→ **Passage**
══════════════════════════════

Tomato and Burrata Salad with Basil, Olives and Capers

We’re obsessing over peeled tomatoes.  Jody has even made a convert of me, Mr. No-Fuss-No-Muss.  Tomato and Burrata Salad with Basil, Olives and Capers might well have begun Peeled Tomato…  By the end of the summer you’ll either be slipping tomatoes out of their skins quicker than a fast-change artist in a costume shop. . . or you’ll be reading another food blog that doesn’t ask so much of you.  But if you do, you’ll miss the supple sensation that is a tomato without its skin, as well as a remarkable esthetic experience.  I, for one, had no idea how ordinary tomatoes metamorphosed into the Betty Grables of the garden without their skins.   They’re gorgeous.

And nothing makes it worth the effort – trifling as it is – of removing a few tomato skins than pairing the tomatoes with burrata, the really hot cousin of bufala mozzarella.  Burrata registers in consumer awareness, I think, about where bufala mozzarella did twenty years ago.  That is, you needn’t be Italian or a card-carrying member of the culinary über-cognoscenti to have heard of it, but it hasn’t quite hit the dairy aisle of the local Giant either.  A brief recap.  Bufala mozzarella is an unaged cheese (“fresh,” get it?) made from the milk of the Mediterranean water buffalo.  The cheese-making process, known in Italian as “pasta filata,” involves curdling water buffalo milk and then transferring the new curds into a warm bath of salt water or whey.  The curds are quite elastic and after repeated stretching they’re formed into balls.  As the balls cool, the exterior portion forms a delicate skin.  Ideally, fresh mozzarella should be eaten within a few hours of its making.  Milky and mild, with a few acidic notes, the flavor would seem to make fresh mozzarella an ideal candidate for the world’s most most boring cheese, yet the opposite is true.  Well made fresh mozzarella is addictive.  I spent a week in Puglia last year eating fresh mozzarella or burrata at least twice a day and never tired of them.  In fact, on returning to the US I found I’d brought a burrata-shaped monkey on my back.

══════════════════════════════

→ **Information supplied**

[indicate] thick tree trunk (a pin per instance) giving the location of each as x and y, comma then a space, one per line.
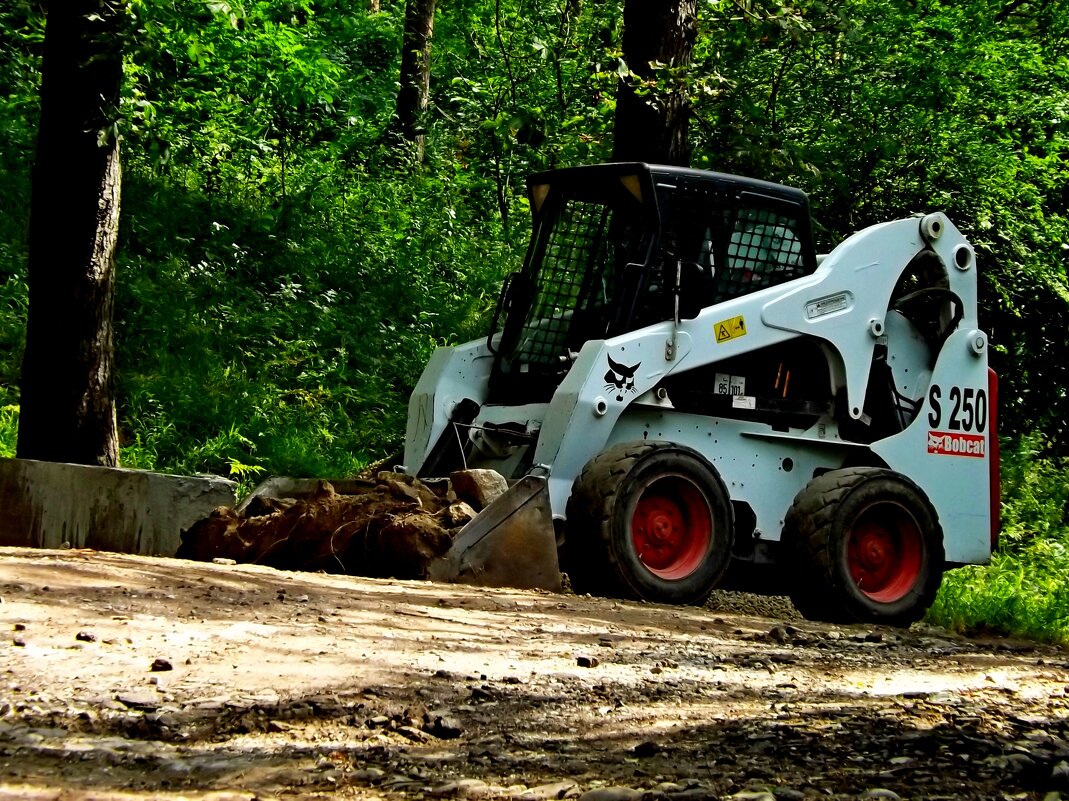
414, 96
652, 126
67, 405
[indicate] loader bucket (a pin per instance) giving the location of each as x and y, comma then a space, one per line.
511, 543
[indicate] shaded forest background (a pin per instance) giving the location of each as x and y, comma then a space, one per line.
288, 262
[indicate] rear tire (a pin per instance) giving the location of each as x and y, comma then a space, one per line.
863, 544
648, 521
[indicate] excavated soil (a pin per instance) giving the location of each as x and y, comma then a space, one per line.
126, 677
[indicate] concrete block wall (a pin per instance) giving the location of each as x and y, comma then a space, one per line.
46, 505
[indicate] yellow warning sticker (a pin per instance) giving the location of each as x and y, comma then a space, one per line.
732, 328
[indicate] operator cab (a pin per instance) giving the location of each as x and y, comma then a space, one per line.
609, 245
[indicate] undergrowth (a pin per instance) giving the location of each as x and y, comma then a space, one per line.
1024, 590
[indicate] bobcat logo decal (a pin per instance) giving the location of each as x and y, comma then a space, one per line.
620, 378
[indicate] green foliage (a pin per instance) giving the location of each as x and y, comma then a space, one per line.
9, 431
885, 109
1025, 588
284, 275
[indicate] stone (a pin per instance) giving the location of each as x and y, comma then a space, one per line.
444, 726
647, 748
548, 791
612, 794
479, 488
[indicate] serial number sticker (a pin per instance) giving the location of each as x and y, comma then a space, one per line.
825, 306
731, 328
726, 384
945, 443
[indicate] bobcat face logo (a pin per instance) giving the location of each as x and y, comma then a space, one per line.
620, 378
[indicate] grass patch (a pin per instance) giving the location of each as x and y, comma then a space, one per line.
1024, 590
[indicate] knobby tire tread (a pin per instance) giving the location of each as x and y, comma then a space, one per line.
807, 530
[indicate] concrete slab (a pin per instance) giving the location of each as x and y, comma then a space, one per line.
47, 504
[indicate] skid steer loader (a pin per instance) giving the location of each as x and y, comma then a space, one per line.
681, 381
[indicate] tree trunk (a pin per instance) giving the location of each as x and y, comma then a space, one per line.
67, 404
653, 126
414, 97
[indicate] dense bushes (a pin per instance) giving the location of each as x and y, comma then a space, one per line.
285, 271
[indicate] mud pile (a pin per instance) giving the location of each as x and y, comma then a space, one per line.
391, 526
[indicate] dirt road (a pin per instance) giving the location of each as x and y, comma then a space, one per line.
129, 677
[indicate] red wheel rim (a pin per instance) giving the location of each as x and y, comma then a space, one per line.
885, 553
671, 527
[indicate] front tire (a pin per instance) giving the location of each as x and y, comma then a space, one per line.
649, 521
863, 544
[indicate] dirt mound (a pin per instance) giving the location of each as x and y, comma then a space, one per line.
391, 526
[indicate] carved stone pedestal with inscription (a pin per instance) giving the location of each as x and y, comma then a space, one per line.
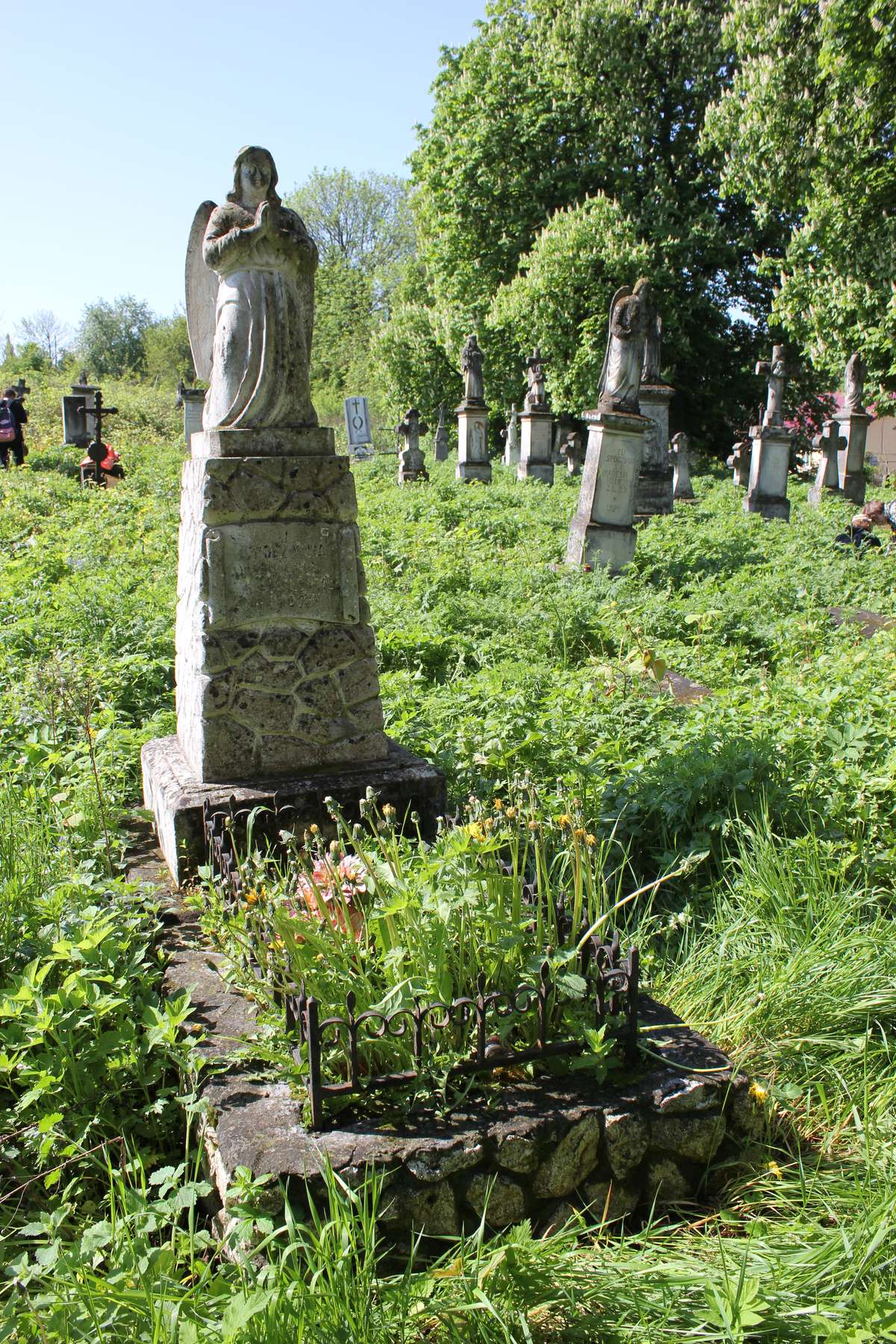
536, 443
276, 662
768, 467
602, 529
850, 458
655, 488
472, 443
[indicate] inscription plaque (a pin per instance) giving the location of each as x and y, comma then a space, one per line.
615, 485
276, 573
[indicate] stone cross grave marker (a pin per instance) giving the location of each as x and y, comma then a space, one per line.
829, 445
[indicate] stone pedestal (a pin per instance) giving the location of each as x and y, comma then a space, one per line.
739, 463
472, 443
653, 494
193, 399
768, 467
850, 460
176, 796
602, 529
536, 458
276, 663
828, 475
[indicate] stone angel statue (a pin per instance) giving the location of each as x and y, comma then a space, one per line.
250, 302
623, 361
855, 385
472, 370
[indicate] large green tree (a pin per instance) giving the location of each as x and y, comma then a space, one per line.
556, 101
809, 134
112, 336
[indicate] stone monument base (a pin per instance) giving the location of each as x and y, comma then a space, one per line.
472, 443
850, 460
602, 529
536, 460
768, 467
176, 797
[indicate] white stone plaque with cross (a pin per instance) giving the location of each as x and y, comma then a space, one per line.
358, 423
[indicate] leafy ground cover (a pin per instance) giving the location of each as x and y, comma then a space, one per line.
777, 941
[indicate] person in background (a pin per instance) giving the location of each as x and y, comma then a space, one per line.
15, 406
880, 514
859, 534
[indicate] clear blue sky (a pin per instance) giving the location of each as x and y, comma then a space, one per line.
121, 117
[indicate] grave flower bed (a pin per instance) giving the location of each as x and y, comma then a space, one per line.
385, 964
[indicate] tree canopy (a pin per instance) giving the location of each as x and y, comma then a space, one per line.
809, 136
555, 102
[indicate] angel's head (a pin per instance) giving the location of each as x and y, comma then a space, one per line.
254, 178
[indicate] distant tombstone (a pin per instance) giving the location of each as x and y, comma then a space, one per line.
473, 420
739, 463
536, 423
853, 426
411, 464
682, 487
574, 449
655, 492
828, 445
358, 423
602, 531
440, 443
771, 445
74, 425
193, 401
512, 440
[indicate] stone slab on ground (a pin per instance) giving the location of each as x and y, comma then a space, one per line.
178, 797
541, 1148
871, 621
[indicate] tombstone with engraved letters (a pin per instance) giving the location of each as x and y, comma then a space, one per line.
276, 670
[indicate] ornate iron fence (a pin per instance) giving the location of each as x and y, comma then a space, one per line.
612, 986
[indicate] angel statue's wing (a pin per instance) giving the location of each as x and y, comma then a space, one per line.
202, 295
622, 292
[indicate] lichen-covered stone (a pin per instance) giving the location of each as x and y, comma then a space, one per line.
445, 1160
517, 1154
500, 1199
610, 1199
425, 1209
696, 1137
684, 1095
626, 1137
571, 1162
667, 1183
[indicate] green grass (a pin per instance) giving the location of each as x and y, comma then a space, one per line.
778, 944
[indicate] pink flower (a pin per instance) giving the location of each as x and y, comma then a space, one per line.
332, 893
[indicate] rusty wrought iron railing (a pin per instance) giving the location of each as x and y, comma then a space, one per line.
612, 987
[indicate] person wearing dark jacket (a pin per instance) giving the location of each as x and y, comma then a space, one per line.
20, 417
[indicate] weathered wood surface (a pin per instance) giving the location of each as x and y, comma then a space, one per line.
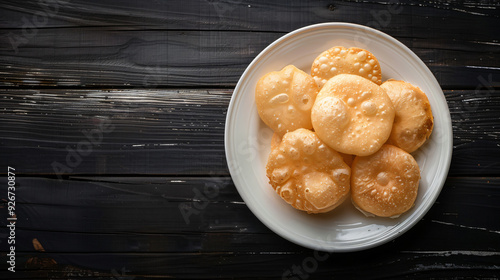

══════════════════════════════

→ **Task requirements**
#1 Gather every row that contains the word "person", matching case exactly.
#2 Pick up the tomato and burrata salad post after its last sentence and continue writing it.

→ **Task results**
#1
[indicate] person in background (a pin per instance) giving the location of each as x and y, comma then a space, one per line.
[indicate] person wearing dark jacket (a pin per instance) giving the location of each as x and y, comma then a space, one per line.

#2
Okay, so let’s guild the lily of fresh mozzarella.  There are inevitably shreds or bits of curd that never join their cousins in the whey vat to form curds large enough to attract the cheesemaker’s fingers for stretching, or that break away in the stretching.  Burrata evolved as a way of saving these bits.  The cheesemaker stretches the curds, but instead of forming them into a ball (or animals or bells, etc.), he shapes them into a pouch.  The pouch is then filled with the curd bits that might otherwise have been lost and the contents are topped off with cream–oh yes–then the neck of the pouch is tied or sealed.  It really does taste as luscious as it sounds.  That’s one approach.  Others fill the pouch with butter (“burrata” means “buttered”) or mascarpone.  Although tasting burrata on its home turf is a special privilege, it is now made in this country, usually with cow’s milk.   We’re fortunate in Boston to have a couple of great local sources for burrata–Fiore di Nonno and House of Mozzarella*, where mozzarella and burrata are made by hand.  Now you understand why it’s worth helping those tomatoes slip into something a little more comfortable.  Enjoy.  Ken

*Currently redoing their website, but you can read about them in Edible Boston.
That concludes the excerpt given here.